Materials provided: Begin

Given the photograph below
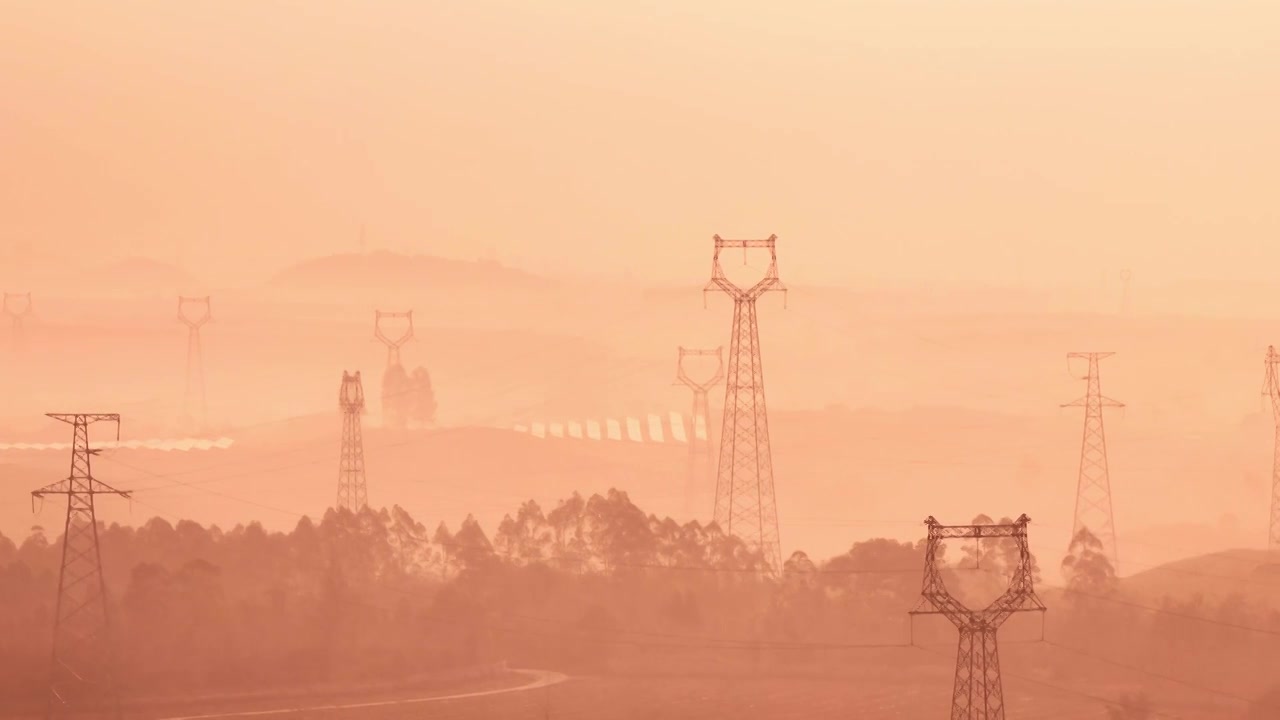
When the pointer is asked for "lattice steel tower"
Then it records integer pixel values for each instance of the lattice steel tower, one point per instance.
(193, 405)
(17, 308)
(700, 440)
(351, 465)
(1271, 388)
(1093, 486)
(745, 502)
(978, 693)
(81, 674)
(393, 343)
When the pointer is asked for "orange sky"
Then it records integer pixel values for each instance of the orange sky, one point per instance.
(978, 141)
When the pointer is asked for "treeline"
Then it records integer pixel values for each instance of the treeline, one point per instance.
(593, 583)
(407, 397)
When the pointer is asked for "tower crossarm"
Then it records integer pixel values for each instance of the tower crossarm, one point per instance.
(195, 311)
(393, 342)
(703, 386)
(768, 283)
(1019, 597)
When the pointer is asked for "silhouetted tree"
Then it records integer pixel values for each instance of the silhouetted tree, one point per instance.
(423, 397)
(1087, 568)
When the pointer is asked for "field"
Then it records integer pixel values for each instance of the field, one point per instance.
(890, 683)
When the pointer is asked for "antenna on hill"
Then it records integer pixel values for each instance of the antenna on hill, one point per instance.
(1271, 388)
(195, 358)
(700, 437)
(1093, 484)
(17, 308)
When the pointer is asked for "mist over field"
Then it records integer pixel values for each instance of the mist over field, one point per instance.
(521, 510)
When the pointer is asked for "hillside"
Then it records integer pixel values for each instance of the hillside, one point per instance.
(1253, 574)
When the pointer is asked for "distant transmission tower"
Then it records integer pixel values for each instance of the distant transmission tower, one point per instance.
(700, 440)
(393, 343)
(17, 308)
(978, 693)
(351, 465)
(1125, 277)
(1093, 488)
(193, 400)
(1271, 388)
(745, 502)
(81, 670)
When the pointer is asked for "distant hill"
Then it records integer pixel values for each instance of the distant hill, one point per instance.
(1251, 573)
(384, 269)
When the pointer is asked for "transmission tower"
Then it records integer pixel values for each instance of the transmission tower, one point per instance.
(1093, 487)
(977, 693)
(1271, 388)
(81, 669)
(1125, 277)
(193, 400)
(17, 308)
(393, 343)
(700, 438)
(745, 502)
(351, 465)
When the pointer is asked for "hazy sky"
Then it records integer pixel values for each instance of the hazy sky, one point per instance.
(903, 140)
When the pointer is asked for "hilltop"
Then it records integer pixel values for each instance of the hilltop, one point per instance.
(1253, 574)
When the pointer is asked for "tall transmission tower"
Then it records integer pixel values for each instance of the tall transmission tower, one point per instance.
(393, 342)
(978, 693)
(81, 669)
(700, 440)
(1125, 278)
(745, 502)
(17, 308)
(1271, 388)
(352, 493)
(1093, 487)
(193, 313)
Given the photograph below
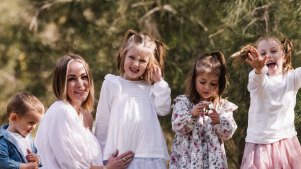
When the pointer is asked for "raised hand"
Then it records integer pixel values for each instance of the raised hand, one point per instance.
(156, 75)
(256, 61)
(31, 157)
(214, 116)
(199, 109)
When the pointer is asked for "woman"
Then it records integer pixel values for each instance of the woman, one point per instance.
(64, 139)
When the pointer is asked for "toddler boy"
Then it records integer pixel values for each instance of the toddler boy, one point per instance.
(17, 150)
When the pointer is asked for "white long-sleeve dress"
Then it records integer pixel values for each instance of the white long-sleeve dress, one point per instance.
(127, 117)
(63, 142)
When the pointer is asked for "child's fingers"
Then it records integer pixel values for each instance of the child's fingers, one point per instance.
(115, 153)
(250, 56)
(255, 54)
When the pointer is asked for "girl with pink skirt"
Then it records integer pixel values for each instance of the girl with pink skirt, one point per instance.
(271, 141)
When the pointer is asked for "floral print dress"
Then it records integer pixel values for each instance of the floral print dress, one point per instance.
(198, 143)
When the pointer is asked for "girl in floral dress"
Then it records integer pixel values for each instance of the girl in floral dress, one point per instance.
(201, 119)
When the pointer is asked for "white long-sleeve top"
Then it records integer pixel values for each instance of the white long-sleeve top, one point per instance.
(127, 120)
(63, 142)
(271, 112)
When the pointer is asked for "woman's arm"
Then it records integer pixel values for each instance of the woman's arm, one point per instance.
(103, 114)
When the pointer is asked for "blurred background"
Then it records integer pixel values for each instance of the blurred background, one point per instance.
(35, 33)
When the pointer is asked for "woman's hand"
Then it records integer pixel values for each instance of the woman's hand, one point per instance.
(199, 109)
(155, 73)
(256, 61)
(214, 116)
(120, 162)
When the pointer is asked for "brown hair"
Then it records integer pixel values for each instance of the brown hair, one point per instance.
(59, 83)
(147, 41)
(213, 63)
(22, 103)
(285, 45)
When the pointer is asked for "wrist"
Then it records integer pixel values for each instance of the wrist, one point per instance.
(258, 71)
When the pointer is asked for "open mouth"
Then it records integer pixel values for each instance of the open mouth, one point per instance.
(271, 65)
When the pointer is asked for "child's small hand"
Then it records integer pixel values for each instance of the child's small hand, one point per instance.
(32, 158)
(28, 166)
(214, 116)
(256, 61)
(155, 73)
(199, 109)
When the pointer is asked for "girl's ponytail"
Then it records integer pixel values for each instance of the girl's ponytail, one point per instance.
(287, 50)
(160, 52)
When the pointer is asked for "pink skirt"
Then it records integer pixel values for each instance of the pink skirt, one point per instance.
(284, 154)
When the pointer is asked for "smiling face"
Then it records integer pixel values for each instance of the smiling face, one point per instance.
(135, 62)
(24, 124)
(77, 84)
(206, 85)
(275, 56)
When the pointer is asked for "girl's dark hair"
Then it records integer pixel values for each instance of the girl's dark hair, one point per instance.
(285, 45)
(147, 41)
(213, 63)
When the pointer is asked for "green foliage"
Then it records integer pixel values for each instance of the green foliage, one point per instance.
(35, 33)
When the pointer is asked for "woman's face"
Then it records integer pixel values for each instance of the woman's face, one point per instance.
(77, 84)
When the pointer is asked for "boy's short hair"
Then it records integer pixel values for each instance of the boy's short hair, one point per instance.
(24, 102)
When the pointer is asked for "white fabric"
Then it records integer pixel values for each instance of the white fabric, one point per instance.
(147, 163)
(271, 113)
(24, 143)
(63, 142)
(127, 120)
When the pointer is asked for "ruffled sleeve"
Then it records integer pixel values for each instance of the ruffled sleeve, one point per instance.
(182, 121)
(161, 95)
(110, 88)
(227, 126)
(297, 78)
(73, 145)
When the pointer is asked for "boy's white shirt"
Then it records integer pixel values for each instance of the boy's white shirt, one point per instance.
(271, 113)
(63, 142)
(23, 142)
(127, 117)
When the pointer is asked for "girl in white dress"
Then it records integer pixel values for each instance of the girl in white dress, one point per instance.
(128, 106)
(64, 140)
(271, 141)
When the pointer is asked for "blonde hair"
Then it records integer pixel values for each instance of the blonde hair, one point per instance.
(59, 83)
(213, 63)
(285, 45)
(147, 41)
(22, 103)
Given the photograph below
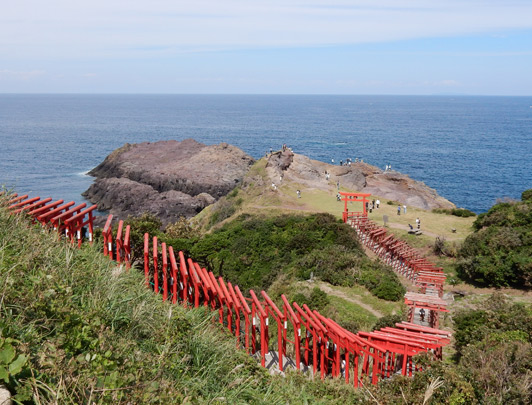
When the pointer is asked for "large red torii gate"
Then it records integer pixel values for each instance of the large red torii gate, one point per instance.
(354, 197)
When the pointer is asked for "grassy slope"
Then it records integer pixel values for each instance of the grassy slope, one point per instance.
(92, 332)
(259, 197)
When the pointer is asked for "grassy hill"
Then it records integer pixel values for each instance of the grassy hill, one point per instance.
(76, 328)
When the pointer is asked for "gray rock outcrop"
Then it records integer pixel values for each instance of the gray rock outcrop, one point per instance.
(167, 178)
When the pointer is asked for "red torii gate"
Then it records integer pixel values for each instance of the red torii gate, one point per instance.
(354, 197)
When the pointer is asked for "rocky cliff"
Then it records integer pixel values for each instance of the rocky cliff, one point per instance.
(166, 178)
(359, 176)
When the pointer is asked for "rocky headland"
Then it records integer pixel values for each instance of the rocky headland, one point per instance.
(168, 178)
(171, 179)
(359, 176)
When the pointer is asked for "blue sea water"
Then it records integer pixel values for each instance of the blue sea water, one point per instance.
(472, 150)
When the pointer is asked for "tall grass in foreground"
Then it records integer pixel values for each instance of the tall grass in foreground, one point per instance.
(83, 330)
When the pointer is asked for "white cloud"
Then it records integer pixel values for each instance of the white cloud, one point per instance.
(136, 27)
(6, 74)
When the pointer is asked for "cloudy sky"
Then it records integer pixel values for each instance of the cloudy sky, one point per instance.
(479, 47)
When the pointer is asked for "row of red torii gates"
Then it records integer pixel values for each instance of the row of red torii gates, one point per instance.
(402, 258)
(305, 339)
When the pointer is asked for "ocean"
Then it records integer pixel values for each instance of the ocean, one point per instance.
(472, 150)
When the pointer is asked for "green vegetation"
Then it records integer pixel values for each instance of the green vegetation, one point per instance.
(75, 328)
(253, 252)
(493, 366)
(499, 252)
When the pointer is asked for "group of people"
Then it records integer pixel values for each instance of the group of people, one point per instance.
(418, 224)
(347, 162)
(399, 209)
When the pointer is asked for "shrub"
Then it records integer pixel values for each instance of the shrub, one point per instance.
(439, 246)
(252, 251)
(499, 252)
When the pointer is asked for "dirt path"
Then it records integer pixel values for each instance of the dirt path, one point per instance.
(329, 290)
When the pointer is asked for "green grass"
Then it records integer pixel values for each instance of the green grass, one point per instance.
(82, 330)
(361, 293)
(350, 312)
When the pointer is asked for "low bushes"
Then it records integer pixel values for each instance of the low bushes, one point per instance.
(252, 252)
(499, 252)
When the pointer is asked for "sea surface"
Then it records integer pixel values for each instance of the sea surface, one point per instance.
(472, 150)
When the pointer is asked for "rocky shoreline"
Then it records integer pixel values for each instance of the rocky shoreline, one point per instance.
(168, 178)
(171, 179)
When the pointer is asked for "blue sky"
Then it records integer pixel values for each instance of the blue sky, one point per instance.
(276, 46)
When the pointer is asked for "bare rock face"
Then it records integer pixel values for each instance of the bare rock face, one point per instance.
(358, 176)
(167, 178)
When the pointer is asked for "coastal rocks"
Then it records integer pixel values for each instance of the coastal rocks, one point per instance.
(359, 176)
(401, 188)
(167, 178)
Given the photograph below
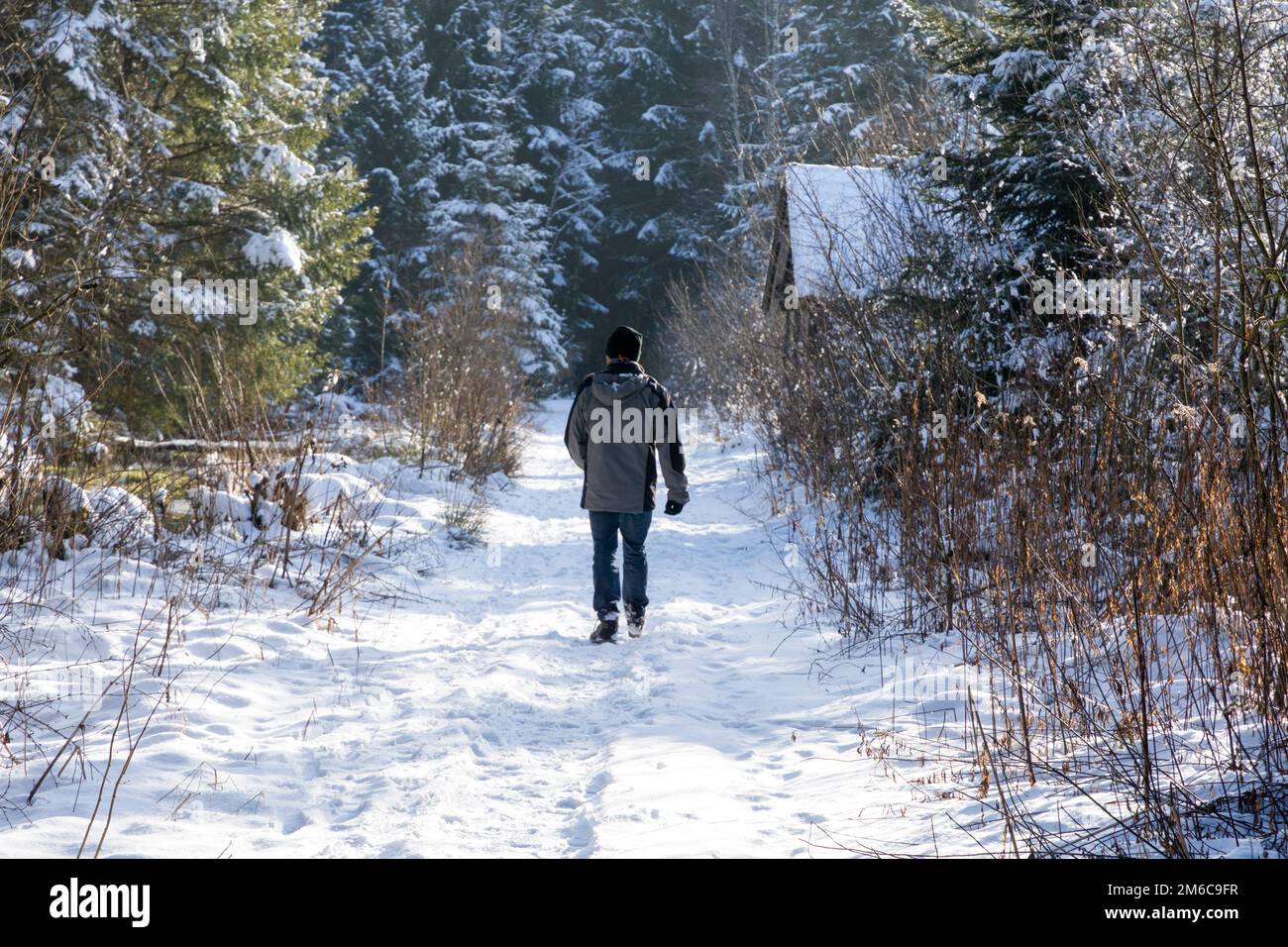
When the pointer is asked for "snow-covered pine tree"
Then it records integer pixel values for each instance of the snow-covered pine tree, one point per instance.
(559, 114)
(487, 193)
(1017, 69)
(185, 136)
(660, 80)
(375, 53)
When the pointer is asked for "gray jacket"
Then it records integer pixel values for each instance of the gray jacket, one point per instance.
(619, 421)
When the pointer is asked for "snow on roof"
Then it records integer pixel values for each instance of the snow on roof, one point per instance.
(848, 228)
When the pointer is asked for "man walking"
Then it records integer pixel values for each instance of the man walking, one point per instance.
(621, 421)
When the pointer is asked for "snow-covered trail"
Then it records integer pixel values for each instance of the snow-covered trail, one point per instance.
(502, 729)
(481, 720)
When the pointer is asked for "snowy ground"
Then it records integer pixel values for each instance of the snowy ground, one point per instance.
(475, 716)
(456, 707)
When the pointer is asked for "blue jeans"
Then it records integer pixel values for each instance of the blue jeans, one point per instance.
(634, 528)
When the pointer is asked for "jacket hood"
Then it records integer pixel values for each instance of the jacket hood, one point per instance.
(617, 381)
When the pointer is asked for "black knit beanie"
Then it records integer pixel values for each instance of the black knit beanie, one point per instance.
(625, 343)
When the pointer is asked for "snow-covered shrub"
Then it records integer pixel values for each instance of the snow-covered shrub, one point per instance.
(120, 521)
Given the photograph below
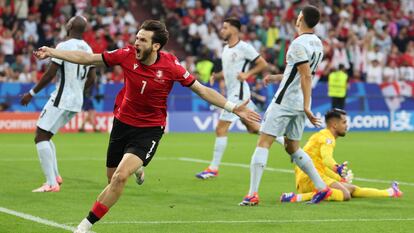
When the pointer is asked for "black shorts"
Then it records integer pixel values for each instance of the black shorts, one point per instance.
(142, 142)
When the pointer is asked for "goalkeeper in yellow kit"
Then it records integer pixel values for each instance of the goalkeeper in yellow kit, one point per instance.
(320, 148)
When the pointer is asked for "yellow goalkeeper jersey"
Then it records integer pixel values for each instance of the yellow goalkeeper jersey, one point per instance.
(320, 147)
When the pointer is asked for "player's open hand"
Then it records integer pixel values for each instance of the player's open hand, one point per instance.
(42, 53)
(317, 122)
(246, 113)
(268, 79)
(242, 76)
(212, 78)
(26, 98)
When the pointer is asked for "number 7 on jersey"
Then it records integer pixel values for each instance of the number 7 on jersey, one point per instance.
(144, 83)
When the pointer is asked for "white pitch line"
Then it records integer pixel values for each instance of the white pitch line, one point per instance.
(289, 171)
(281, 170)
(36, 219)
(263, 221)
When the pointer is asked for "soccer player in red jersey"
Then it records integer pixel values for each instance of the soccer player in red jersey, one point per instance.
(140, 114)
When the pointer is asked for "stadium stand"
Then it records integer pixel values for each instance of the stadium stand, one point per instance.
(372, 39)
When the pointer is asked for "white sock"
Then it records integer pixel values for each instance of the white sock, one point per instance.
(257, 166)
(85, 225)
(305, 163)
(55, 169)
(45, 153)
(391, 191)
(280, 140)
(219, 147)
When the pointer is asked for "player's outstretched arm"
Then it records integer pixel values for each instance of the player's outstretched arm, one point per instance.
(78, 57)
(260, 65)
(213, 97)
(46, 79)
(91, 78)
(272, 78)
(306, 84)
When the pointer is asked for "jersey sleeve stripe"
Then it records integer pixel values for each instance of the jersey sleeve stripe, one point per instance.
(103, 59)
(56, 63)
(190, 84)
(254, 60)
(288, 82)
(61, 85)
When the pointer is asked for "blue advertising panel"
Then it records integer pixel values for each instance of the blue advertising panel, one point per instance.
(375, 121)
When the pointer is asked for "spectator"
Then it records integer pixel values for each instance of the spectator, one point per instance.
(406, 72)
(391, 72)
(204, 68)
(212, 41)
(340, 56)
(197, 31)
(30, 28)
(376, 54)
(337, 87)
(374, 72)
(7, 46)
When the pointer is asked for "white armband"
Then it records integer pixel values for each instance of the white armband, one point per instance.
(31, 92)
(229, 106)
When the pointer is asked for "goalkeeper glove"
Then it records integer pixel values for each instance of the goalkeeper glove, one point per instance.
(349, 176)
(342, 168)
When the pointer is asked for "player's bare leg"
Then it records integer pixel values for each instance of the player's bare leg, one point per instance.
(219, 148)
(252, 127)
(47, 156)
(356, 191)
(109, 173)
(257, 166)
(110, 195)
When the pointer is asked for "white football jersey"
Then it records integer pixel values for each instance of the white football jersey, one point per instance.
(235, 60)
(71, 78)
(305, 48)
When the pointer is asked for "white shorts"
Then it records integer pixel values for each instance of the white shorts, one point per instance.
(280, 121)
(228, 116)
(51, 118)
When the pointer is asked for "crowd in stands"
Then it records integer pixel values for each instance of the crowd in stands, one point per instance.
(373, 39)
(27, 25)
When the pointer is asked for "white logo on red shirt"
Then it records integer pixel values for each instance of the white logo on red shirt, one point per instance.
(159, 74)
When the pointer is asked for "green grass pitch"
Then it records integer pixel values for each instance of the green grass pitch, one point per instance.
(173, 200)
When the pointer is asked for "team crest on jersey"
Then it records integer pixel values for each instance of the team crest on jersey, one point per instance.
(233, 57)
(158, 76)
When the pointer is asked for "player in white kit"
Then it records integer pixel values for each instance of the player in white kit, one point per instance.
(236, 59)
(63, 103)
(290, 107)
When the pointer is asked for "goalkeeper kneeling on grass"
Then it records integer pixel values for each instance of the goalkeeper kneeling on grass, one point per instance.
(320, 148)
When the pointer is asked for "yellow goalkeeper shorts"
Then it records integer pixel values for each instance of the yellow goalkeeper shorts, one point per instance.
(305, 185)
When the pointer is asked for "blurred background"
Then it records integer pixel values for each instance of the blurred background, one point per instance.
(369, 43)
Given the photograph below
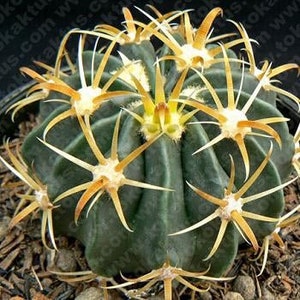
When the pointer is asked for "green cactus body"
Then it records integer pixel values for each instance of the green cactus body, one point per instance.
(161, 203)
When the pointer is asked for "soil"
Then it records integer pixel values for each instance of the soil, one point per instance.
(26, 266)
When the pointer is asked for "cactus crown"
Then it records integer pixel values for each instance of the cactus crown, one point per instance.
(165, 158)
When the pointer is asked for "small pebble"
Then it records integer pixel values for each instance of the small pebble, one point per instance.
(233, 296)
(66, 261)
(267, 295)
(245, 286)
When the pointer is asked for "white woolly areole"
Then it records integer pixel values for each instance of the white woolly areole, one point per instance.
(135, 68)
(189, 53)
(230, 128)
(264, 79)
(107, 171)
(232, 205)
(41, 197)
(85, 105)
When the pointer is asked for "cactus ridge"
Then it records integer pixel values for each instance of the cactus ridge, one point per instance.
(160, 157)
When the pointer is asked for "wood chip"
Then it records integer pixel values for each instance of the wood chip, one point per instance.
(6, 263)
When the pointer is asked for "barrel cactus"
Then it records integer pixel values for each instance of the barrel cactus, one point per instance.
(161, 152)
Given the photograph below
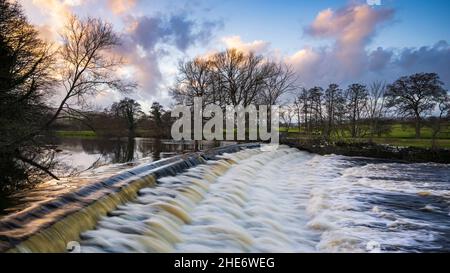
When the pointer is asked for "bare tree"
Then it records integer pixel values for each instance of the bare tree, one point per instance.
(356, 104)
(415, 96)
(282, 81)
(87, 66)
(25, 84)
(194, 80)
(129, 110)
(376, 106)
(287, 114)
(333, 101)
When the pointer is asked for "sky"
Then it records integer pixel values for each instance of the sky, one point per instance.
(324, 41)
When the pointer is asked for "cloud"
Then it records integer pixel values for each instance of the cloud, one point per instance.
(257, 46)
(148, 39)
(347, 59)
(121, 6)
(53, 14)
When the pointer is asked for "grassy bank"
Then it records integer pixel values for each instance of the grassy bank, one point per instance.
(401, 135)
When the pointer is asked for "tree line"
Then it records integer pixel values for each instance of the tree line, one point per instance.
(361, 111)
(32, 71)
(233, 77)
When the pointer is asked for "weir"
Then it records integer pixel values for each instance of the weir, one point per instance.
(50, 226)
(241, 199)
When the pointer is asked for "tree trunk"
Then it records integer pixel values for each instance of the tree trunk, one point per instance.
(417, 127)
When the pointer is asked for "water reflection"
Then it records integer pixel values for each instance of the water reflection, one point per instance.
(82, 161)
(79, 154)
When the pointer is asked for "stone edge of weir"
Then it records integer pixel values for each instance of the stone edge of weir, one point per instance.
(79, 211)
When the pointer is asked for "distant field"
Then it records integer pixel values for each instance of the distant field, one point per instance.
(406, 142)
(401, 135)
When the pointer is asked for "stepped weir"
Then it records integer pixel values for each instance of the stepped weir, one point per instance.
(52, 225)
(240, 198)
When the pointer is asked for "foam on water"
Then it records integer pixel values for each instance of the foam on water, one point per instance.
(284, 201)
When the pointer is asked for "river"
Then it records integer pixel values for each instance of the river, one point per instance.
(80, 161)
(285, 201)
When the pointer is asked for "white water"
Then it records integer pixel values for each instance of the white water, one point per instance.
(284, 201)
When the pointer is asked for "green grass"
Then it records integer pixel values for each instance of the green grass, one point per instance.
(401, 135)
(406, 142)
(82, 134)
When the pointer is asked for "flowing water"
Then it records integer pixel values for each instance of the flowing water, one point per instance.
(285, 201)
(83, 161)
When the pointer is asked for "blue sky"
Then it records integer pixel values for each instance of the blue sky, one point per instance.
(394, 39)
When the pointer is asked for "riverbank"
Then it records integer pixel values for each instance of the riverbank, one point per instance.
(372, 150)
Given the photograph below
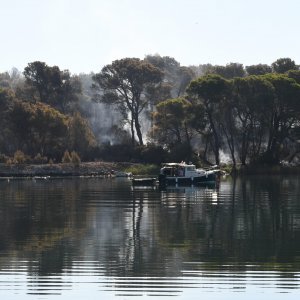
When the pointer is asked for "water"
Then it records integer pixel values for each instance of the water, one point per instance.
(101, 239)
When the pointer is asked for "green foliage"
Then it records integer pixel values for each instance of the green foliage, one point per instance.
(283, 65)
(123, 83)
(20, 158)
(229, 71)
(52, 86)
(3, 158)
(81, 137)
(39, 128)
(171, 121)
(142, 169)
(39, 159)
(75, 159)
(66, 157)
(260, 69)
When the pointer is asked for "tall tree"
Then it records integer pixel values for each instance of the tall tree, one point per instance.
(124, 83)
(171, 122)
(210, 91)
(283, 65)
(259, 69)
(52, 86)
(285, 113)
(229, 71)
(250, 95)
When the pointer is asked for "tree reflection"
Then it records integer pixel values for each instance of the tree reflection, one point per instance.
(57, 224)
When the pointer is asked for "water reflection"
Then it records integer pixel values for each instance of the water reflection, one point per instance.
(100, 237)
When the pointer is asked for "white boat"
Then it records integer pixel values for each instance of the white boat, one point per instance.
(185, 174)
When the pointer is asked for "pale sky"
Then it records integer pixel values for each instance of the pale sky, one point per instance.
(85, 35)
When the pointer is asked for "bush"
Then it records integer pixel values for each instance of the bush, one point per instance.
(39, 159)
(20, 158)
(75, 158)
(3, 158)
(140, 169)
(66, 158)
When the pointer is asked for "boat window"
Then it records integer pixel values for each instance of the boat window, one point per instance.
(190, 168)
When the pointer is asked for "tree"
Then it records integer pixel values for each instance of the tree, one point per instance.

Materials provided: End

◆ Action item
Beginning with the line that contains "bush, one point per instance.", return every line to the end of the listing, unchanged, and nothing else.

◆ Task answer
Then it records integer pixel values for each instance of the bush, one point per instance.
(39, 159)
(20, 158)
(75, 158)
(3, 158)
(140, 169)
(66, 158)
When the pointer is asked for "boat window"
Then it records integer pixel values for each instance of the boat window, one point per instance.
(190, 168)
When the pointer is asked for "tree"
Then it records integer pixel values for each instance of the tree, one point per instance.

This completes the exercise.